● GOAL:
In the listing below, locate the line containing "Target: row of trees"; reproduce that line and all lines that follow it, unchanged.

(Dataset records)
************
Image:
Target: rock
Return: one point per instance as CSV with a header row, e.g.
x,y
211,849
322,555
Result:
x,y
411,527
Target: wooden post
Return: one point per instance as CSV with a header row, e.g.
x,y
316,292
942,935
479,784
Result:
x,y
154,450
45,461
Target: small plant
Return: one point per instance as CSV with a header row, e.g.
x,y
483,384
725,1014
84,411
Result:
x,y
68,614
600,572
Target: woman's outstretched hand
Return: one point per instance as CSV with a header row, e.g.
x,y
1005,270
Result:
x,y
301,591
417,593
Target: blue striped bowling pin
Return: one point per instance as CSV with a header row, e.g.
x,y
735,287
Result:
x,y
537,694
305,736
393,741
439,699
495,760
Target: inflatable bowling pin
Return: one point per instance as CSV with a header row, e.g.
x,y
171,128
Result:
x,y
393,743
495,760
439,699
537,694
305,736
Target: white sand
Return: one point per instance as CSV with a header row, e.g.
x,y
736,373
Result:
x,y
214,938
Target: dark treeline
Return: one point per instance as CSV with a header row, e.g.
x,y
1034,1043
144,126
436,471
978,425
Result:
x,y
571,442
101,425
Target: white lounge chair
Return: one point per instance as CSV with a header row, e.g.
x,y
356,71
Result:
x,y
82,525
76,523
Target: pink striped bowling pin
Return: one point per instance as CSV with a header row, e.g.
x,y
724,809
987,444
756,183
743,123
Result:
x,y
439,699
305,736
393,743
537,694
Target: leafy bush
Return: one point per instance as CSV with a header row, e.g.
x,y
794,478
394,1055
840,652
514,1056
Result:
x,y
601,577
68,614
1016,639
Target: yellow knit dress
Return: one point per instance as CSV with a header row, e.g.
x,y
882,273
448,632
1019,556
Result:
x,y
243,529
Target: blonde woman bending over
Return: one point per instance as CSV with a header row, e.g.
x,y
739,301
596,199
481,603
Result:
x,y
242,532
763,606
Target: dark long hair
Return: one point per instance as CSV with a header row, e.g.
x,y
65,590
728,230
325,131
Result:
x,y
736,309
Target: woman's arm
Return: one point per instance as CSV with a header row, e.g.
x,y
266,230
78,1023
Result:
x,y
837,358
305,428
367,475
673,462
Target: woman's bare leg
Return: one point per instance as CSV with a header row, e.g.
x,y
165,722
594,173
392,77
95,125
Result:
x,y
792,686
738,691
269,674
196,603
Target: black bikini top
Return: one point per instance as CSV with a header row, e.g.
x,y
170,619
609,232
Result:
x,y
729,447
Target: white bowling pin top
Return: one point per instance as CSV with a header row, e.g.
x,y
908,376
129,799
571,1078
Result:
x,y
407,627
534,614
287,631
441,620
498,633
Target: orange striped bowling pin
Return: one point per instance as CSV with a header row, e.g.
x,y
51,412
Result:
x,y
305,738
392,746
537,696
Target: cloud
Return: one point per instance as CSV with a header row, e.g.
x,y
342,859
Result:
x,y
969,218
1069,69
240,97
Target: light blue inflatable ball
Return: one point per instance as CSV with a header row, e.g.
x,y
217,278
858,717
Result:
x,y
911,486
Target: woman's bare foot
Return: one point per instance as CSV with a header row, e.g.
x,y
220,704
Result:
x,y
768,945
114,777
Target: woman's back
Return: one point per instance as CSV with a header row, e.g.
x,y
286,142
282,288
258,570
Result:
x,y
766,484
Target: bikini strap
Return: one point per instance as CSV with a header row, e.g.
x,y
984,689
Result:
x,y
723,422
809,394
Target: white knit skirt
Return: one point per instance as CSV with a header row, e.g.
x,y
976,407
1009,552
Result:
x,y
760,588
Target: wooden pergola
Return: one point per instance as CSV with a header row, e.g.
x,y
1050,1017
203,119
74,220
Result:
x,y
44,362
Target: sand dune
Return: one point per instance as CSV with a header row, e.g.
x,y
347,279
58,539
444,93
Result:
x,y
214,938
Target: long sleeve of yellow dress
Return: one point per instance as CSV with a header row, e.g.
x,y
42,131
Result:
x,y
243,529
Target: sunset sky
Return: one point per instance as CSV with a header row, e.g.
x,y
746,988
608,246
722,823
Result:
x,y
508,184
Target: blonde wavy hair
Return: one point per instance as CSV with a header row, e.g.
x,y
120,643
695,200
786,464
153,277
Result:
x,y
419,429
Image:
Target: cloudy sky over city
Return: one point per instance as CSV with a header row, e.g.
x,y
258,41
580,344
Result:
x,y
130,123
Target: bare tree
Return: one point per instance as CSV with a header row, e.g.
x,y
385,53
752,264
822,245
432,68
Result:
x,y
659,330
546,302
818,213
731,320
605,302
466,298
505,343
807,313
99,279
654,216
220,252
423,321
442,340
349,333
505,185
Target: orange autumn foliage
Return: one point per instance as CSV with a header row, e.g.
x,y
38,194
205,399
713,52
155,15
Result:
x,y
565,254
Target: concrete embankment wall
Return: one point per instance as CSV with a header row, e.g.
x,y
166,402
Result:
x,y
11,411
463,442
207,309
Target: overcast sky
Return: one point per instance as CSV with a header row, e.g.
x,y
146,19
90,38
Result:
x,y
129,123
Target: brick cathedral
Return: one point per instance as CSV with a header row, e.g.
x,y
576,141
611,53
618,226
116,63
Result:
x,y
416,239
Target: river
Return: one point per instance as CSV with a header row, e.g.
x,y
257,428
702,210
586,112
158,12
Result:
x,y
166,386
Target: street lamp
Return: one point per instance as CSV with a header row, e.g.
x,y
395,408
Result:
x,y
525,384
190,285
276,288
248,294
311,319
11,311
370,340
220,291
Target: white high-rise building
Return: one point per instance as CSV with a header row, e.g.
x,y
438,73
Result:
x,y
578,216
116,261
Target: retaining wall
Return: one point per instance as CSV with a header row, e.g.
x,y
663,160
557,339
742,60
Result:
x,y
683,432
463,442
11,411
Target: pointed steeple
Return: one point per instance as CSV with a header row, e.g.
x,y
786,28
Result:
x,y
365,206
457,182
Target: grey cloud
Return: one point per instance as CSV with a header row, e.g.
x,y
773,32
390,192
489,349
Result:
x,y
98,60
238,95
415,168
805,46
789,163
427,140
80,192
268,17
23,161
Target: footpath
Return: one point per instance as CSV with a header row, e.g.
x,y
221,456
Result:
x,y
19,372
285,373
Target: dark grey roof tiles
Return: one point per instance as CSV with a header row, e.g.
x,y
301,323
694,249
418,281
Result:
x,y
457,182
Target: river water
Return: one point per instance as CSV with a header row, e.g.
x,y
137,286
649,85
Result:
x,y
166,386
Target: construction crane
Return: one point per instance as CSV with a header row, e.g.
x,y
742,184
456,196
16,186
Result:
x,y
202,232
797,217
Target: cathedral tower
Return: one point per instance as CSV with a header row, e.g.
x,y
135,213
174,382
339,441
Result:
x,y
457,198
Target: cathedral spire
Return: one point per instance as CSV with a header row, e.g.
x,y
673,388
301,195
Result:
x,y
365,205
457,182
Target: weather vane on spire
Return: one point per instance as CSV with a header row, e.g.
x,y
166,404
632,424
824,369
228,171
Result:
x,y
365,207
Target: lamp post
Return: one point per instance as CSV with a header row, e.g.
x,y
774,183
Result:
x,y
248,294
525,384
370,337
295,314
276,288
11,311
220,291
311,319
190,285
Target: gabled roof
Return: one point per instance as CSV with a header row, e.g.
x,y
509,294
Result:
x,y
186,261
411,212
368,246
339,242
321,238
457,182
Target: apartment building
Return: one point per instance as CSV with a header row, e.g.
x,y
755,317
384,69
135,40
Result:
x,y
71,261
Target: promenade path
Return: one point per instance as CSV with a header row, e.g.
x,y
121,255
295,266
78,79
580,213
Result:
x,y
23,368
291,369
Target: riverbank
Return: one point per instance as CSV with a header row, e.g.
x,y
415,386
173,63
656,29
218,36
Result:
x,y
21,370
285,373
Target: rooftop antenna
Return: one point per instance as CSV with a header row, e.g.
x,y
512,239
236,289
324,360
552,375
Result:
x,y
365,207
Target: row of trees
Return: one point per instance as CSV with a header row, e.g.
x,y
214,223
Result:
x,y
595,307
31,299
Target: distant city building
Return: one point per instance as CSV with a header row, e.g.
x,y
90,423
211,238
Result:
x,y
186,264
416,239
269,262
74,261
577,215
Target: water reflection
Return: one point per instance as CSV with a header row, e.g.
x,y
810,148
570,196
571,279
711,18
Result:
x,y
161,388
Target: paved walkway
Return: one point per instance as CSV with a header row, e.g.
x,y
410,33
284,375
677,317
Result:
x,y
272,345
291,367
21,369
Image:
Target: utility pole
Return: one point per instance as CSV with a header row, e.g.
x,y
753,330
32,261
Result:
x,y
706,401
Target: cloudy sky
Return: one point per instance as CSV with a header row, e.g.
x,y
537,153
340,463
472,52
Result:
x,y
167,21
************
● RESPONSE TO THIS TASK:
Target: row of trees
Return: one point per instance as CSV with a header row, e.g.
x,y
214,223
Result:
x,y
595,307
31,299
Target: distant city building
Return: one point per instance as CSV with a header row, e.g.
x,y
90,423
211,238
Result:
x,y
186,264
416,239
269,262
74,261
577,215
Target: water reflection
Return: one point per instance as CSV with a header row, e.g.
x,y
810,148
570,196
571,279
711,18
Result:
x,y
161,388
Target: paved walkway
Return: one point per instance as CSV with a header row, e.g.
x,y
410,33
284,375
677,317
Result:
x,y
272,345
291,367
21,369
Image:
Target: utility pole
Return: one point per instance as CSV with a header row, e.g.
x,y
753,330
32,261
Result:
x,y
706,401
Target: cloudy sky
Return: one point per instance as CSV with a header row, e.g.
x,y
537,153
340,463
472,52
Result:
x,y
167,21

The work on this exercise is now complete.